** Opening INFORMATION block **

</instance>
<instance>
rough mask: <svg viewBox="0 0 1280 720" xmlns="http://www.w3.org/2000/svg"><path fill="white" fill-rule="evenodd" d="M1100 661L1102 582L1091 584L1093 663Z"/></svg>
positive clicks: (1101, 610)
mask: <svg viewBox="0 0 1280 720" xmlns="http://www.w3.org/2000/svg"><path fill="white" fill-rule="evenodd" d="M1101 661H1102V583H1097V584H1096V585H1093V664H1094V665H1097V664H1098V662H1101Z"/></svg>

** Closing INFORMATION block **

**AIM OF THE TASK:** Rewrite all the entries above, replacing "rough mask" with "coarse mask" and leaving everything else unchanged.

**FINISHED TASK:**
</instance>
<instance>
coarse mask: <svg viewBox="0 0 1280 720" xmlns="http://www.w3.org/2000/svg"><path fill="white" fill-rule="evenodd" d="M1100 661L1102 582L1091 584L1093 663Z"/></svg>
positive clicks: (1101, 610)
mask: <svg viewBox="0 0 1280 720" xmlns="http://www.w3.org/2000/svg"><path fill="white" fill-rule="evenodd" d="M1101 661H1102V583H1097V584H1096V585H1093V664H1094V665H1097V664H1098V662H1101Z"/></svg>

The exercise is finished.